What is Dave doing in Bioinformatics? Pt. 1

Two months and countless draft embryos after initially promising it, here is the first part of an unfathomably long rant describing my field of research. I honestly don’t expect anybody to subject themselves to that read, but at least now I have a place to send those who foolishly ask me about it at cocktail parties.

The short answer is that I do research in Bioinformatics, which is where Mathematics (along with Computer Science and a dozen other disciplines) meet with Biology and Genetics in a dark back-alley, and do all sorts of indescribable things to each other in the hope of: creating a better world, curing cancer, breeding the next race of eugenic übermenschen or making a few bucks for Big Pharma… whichever comes first.

But that sort of answer, while technically correct, does not really tell you why such an unnatural coupling of disciplines was warranted in the first place. Allow me to start at the beginning. Way at the beginning.

[open long semi-relevant digression that can be advantageously replaced by a thorough read on Complexity Theory, if you feel up for the more sciencey and truthy version of things]

The scientific problems of this world tend to fall in either of two categories: those you might eventually solve with a good computer and some time… and those you will never solve exactly, no matter how much crazy sci-fi supercomputing power you throw at them.

This “solvable” vs. “not solvable” demarcation might sound like a tautology, until you understand the full meaning of “never” in the above statement: these, are not problems that might be solved one day, when science progresses far enough or computers get ten, a hundred or a million times faster. These are problems whose solutions require calculation of a complexity that is proven to be beyond the reach of any conventional means of computation in any foreseeable future (“unconventional means” would begin with the discovery of heretofore unknown laws of Physics: in other words, unlikely in your lifetime. at best¹).

By and large, the mathematical complexity of a problem, is the order of time (or computing power) it will take to solve it, relative to its size.

Without calculating the result of a certain task, it is often possible to predict whether producing this result could or could not be done in a reasonable amount of time (where “reasonable” usually means “in less than the age of the universe, assuming the use of every single computer on earth”, or somesuch).

There are countless examples of tasks falling in the first category, “easy” tasks that can be solved quickly, regardless of how big they are. For example, anybody past kindergarten age can presumably add two numbers of practically any size with a piece of paper and a pen. You just add each digit one by one (and, yes, carry the one) and adding two 100-digit numbers will take barely more time than adding two 3-digit numbers.

Now consider a different task: say you are a traveling salesman who needs to plan their next sales route. You have a map of the region, with the towns you must visit and all the distances between them, given in kilometers. How do you find the absolute shortest route that will take you to each city at least once without wasting gas or time?

More to the point: how difficult do you think finding that route will be?

Sure, it sounds easy enough: pick a starting point, follow every roads that go from that city to another one, then onto the next etc. Keep the shortest distance you’ve found. Can’t be that tough, right?

Let’s say there are five cities: you pick a city to start from, then check all remaining four, and from each four, go onto one of the remaining three etc. etc. In total, that’s 5x4x3x2x1 = 120 different paths to compare (that product can also be written using the factorial function: n! = n x (n-1) x … x 3 x 2 x 1. e.g. 5! = 5x4x3x2x1). Not so bad.

▶ [SET OF TASKS]
[1] Copy the part of the bioinformatics post starting with "Sure, it sounds" and going on through "Not so bad.", substituting "town" for "city".
[2] Answer these questions from the bioinformatics post:
(a) How long after first promising it did the writer put up this first part?
(b) What does "reasonable" usually mean when judging whether a result can be produced in a reasonable amount of time?
(c) With five cities, how many different paths are there to compare?

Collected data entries
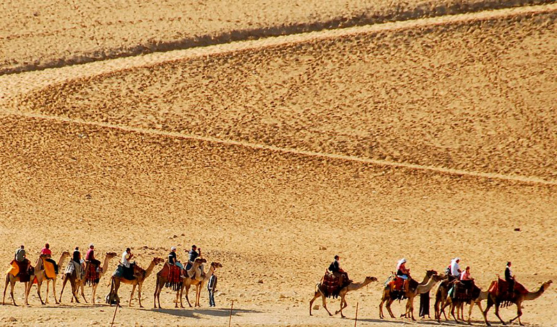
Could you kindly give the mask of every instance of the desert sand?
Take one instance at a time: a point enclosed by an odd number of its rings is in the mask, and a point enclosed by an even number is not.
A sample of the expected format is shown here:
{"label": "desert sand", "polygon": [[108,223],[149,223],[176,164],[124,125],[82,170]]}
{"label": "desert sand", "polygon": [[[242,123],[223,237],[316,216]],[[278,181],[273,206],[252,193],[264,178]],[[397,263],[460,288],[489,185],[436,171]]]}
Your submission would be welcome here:
{"label": "desert sand", "polygon": [[[557,280],[557,5],[42,3],[3,5],[14,19],[0,29],[0,258],[93,242],[97,257],[131,247],[145,267],[195,244],[223,265],[216,308],[203,289],[201,309],[174,309],[168,290],[152,309],[153,274],[145,308],[120,288],[116,326],[226,326],[233,301],[233,326],[352,326],[356,303],[359,326],[437,325],[379,319],[403,257],[419,280],[458,256],[482,288],[507,261],[530,290]],[[334,19],[347,22],[323,24]],[[147,40],[174,45],[128,51]],[[354,280],[379,281],[347,296],[348,319],[309,317],[336,254]],[[0,321],[106,326],[109,281],[95,305],[66,290],[42,306],[33,287]],[[15,296],[23,304],[21,285]],[[557,325],[556,304],[551,287],[522,321]]]}

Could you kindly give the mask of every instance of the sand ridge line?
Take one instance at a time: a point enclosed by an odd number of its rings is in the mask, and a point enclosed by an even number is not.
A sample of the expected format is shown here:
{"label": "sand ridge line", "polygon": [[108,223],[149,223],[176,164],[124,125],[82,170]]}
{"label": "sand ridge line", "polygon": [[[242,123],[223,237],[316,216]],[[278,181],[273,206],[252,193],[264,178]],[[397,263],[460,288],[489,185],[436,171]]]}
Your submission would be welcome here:
{"label": "sand ridge line", "polygon": [[1,75],[0,76],[0,104],[3,102],[8,102],[18,95],[26,93],[35,89],[42,88],[54,83],[89,78],[125,70],[150,67],[168,61],[187,60],[204,56],[216,56],[246,50],[262,49],[269,47],[350,37],[359,34],[394,31],[478,20],[489,20],[502,17],[547,13],[554,11],[557,11],[557,3],[444,15],[432,18],[421,18],[414,20],[275,36],[255,40],[237,41],[203,47],[118,58],[82,65],[50,68],[45,70]]}
{"label": "sand ridge line", "polygon": [[249,142],[240,142],[234,140],[225,140],[214,137],[210,136],[200,136],[196,135],[187,134],[184,133],[179,133],[175,131],[166,131],[155,129],[145,129],[140,127],[134,127],[127,125],[118,125],[114,124],[109,124],[106,122],[88,121],[79,118],[70,118],[66,117],[60,117],[56,115],[43,115],[36,113],[26,113],[17,111],[15,110],[2,110],[0,114],[5,115],[15,115],[24,117],[27,118],[43,119],[48,120],[53,120],[58,122],[70,122],[73,124],[86,125],[89,126],[96,126],[102,128],[109,128],[113,129],[120,129],[125,131],[130,131],[134,133],[141,133],[151,135],[158,135],[162,136],[168,136],[174,138],[180,138],[185,139],[190,139],[205,142],[210,142],[226,145],[237,145],[240,147],[251,147],[252,149],[275,151],[283,153],[291,153],[295,154],[301,154],[309,157],[317,157],[322,158],[328,158],[334,160],[344,160],[350,161],[357,161],[363,164],[371,164],[378,166],[388,166],[391,167],[402,168],[407,169],[418,170],[428,170],[435,173],[441,173],[449,175],[457,175],[464,176],[471,176],[481,178],[486,178],[490,180],[503,180],[512,182],[519,182],[524,183],[539,184],[543,185],[557,185],[557,181],[547,180],[535,176],[520,176],[520,175],[510,175],[503,174],[495,174],[480,173],[476,171],[468,171],[460,169],[446,168],[443,167],[436,167],[432,166],[418,165],[414,164],[409,164],[404,162],[395,162],[389,161],[386,160],[372,159],[368,158],[361,158],[356,156],[350,156],[345,154],[336,154],[332,153],[319,152],[315,151],[308,151],[298,149],[293,149],[289,147],[281,147],[274,145],[269,145],[266,144],[252,143]]}
{"label": "sand ridge line", "polygon": [[[497,0],[463,0],[457,1],[443,0],[439,2],[435,1],[432,2],[418,1],[414,5],[408,3],[404,4],[393,3],[387,5],[386,8],[383,8],[382,10],[382,7],[383,6],[378,4],[379,8],[374,8],[374,6],[364,6],[359,10],[353,12],[349,10],[348,13],[341,12],[337,13],[337,15],[331,13],[334,15],[330,17],[325,16],[319,19],[310,17],[303,18],[301,21],[296,21],[295,19],[294,21],[287,20],[282,23],[279,19],[279,21],[270,22],[269,26],[266,26],[265,24],[256,24],[256,27],[253,28],[250,27],[251,25],[249,25],[236,26],[231,29],[192,31],[192,34],[186,33],[186,35],[183,35],[180,33],[182,36],[178,38],[172,37],[165,38],[164,36],[162,36],[160,39],[157,40],[156,36],[155,36],[154,39],[152,37],[148,37],[148,40],[139,39],[132,43],[127,43],[126,40],[123,41],[123,43],[113,44],[104,48],[100,47],[98,40],[95,40],[97,47],[93,49],[86,50],[83,52],[78,49],[70,49],[69,51],[69,57],[63,56],[61,57],[54,56],[49,58],[48,56],[45,56],[40,60],[29,58],[19,64],[16,64],[13,66],[8,65],[8,67],[0,67],[0,74],[59,67],[70,65],[79,65],[115,58],[137,56],[146,53],[225,44],[253,38],[381,24],[387,22],[406,21],[426,17],[432,17],[446,15],[477,13],[482,10],[534,6],[551,3],[552,2],[554,2],[553,0],[508,0],[505,1]],[[92,31],[93,31],[93,35],[96,35],[95,31],[97,29],[102,30],[103,27],[107,26],[117,25],[125,29],[128,25],[134,26],[137,24],[149,24],[152,26],[157,26],[157,23],[163,18],[173,22],[175,20],[180,21],[182,17],[180,15],[166,16],[165,17],[159,17],[157,19],[156,17],[144,17],[141,19],[136,17],[130,21],[125,19],[123,22],[118,19],[105,22],[105,24],[107,24],[104,26],[103,26],[103,22],[98,19],[87,19],[83,16],[81,18],[83,21],[80,24],[77,24],[77,22],[74,22],[73,26],[70,26],[67,29],[58,30],[50,30],[48,28],[34,29],[38,32],[37,34],[35,34],[33,31],[29,32],[26,29],[23,33],[8,34],[8,35],[0,37],[0,40],[3,38],[8,40],[11,39],[17,40],[26,38],[40,38],[41,36],[48,38],[56,35],[57,33],[64,33],[70,30],[78,30],[77,31],[79,32],[79,29]],[[217,16],[214,18],[218,19],[219,17]],[[93,22],[93,23],[88,22],[88,20]],[[186,31],[188,29],[186,29]],[[89,36],[91,35],[86,33],[85,33],[85,37]],[[13,59],[17,58],[13,58]]]}

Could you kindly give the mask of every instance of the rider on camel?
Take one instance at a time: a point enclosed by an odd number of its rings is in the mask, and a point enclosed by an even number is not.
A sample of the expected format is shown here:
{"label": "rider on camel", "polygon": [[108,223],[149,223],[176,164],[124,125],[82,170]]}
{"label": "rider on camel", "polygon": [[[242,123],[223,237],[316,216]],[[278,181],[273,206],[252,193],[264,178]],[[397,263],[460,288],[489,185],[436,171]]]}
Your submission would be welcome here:
{"label": "rider on camel", "polygon": [[352,282],[352,281],[348,278],[348,273],[340,268],[340,264],[338,262],[340,260],[340,257],[335,255],[335,261],[332,262],[329,266],[329,270],[333,273],[333,275],[338,278],[338,284],[340,287],[343,287],[345,284]]}
{"label": "rider on camel", "polygon": [[402,258],[398,260],[398,263],[396,265],[396,276],[404,280],[402,285],[405,292],[408,292],[408,279],[410,278],[410,269],[406,268],[406,259]]}
{"label": "rider on camel", "polygon": [[44,255],[47,257],[45,261],[47,261],[52,264],[54,266],[54,273],[58,274],[58,264],[56,262],[53,260],[52,257],[52,251],[50,250],[50,244],[47,243],[45,244],[45,247],[40,250],[40,255]]}
{"label": "rider on camel", "polygon": [[102,271],[102,267],[100,266],[100,261],[95,258],[95,244],[89,244],[89,249],[87,250],[87,253],[85,255],[85,262],[89,262],[90,264],[95,265],[97,272]]}

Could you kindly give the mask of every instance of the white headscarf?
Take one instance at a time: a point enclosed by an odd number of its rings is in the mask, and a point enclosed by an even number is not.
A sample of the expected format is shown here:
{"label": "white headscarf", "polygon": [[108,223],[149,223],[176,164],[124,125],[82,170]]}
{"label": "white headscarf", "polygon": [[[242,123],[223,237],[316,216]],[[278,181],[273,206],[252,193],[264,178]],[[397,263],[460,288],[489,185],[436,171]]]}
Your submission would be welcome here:
{"label": "white headscarf", "polygon": [[400,269],[400,266],[402,264],[404,264],[405,262],[406,262],[406,259],[405,259],[405,258],[402,258],[402,259],[400,259],[400,260],[398,260],[398,263],[396,264],[396,270]]}

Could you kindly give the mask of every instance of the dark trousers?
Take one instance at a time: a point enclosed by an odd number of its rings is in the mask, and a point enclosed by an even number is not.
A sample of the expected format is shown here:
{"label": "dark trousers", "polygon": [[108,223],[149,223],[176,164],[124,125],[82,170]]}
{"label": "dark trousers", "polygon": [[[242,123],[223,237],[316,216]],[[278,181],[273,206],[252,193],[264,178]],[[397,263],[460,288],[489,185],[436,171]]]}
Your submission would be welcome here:
{"label": "dark trousers", "polygon": [[430,292],[420,294],[420,317],[430,317]]}
{"label": "dark trousers", "polygon": [[209,306],[214,306],[214,291],[209,290]]}
{"label": "dark trousers", "polygon": [[53,266],[54,266],[54,273],[58,275],[58,264],[56,263],[56,262],[51,258],[47,259],[47,261],[52,264]]}

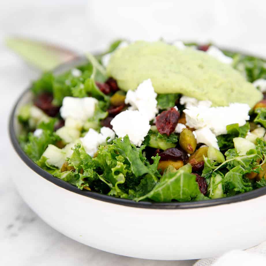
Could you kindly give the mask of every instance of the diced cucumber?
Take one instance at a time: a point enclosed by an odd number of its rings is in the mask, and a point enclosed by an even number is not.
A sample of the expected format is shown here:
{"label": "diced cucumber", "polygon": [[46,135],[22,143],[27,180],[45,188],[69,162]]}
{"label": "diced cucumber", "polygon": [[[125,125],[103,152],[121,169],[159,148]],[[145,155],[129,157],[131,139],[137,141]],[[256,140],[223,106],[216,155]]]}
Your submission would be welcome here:
{"label": "diced cucumber", "polygon": [[151,139],[149,144],[149,146],[152,148],[160,149],[162,150],[166,150],[169,148],[174,148],[176,145],[176,143],[168,143],[163,140],[156,138],[156,136],[153,134],[151,135]]}
{"label": "diced cucumber", "polygon": [[65,153],[61,149],[49,144],[42,155],[47,158],[47,162],[60,168],[65,160]]}
{"label": "diced cucumber", "polygon": [[253,143],[243,138],[234,138],[233,141],[235,147],[239,155],[245,155],[252,149],[255,149],[256,145]]}
{"label": "diced cucumber", "polygon": [[100,127],[99,123],[96,121],[87,121],[83,125],[83,128],[86,131],[88,130],[90,128],[98,130]]}
{"label": "diced cucumber", "polygon": [[29,120],[30,117],[30,109],[31,106],[27,104],[22,106],[20,109],[18,115],[18,118],[20,122],[26,122]]}
{"label": "diced cucumber", "polygon": [[34,106],[31,106],[29,112],[29,124],[31,128],[36,128],[41,122],[48,123],[51,119],[41,109]]}
{"label": "diced cucumber", "polygon": [[211,161],[215,161],[217,162],[223,162],[225,160],[224,155],[212,146],[210,146],[208,148],[207,154],[208,158]]}
{"label": "diced cucumber", "polygon": [[73,142],[80,136],[80,132],[76,128],[68,128],[65,126],[58,129],[55,132],[65,143]]}
{"label": "diced cucumber", "polygon": [[80,140],[80,139],[78,138],[74,142],[71,142],[69,143],[68,144],[67,144],[62,149],[62,151],[65,154],[65,159],[67,158],[70,158],[71,157],[73,153],[73,151],[72,149],[74,147],[76,144],[78,143],[81,143],[81,141]]}
{"label": "diced cucumber", "polygon": [[209,196],[211,198],[219,198],[224,196],[223,185],[221,182],[222,180],[222,178],[219,174],[211,178]]}
{"label": "diced cucumber", "polygon": [[65,125],[67,128],[75,128],[81,130],[83,124],[82,121],[79,119],[75,119],[70,117],[67,117],[65,121]]}
{"label": "diced cucumber", "polygon": [[266,130],[262,127],[258,128],[251,131],[246,136],[246,139],[251,141],[254,144],[256,144],[256,140],[257,138],[263,138],[265,134]]}

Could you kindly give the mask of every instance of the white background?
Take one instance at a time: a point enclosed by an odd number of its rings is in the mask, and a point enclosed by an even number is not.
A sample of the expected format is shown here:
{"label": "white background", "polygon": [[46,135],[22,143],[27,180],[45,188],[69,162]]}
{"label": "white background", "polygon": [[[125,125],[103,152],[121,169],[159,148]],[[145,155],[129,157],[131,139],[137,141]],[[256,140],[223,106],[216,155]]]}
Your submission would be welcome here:
{"label": "white background", "polygon": [[38,73],[4,47],[5,37],[18,34],[80,53],[99,51],[120,38],[211,41],[266,57],[265,3],[262,0],[0,1],[0,265],[193,263],[139,260],[89,248],[55,231],[24,203],[11,180],[12,177],[15,180],[25,177],[12,160],[7,121],[16,98]]}

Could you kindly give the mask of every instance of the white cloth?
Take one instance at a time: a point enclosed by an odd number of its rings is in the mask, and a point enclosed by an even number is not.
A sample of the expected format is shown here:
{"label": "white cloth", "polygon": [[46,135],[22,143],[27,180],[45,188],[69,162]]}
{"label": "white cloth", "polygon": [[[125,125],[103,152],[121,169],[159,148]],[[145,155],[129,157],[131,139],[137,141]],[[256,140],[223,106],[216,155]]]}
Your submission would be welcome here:
{"label": "white cloth", "polygon": [[194,266],[265,266],[266,265],[266,241],[245,251],[235,250],[219,258],[198,261]]}

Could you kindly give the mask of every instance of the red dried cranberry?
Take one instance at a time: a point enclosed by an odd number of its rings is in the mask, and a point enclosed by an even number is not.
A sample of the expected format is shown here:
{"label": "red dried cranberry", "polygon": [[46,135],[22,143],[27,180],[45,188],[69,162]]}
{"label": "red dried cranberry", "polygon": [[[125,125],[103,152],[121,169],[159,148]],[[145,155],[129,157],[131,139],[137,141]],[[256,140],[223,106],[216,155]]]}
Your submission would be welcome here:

▶ [RESULTS FOR EACH TASK]
[1]
Sure, it sounds easy enough: pick a starting point, follow every roads that go from that town to another one, then onto the next etc. Keep the shortest distance you’ve found. Can’t be that tough, right?

Let’s say there are five cities: you pick a town to start from, then check all remaining four, and from each four, go onto one of the remaining three etc. etc. In total, that’s 5x4x3x2x1 = 120 different paths to compare (that product can also be written using the factorial function: n! = n x (n-1) x … x 3 x 2 x 1. e.g. 5! = 5x4x3x2x1). Not so bad.

[2]
(a) Two months.
(b) In less than the age of the universe, assuming the use of every single computer on earth.
(c) 120.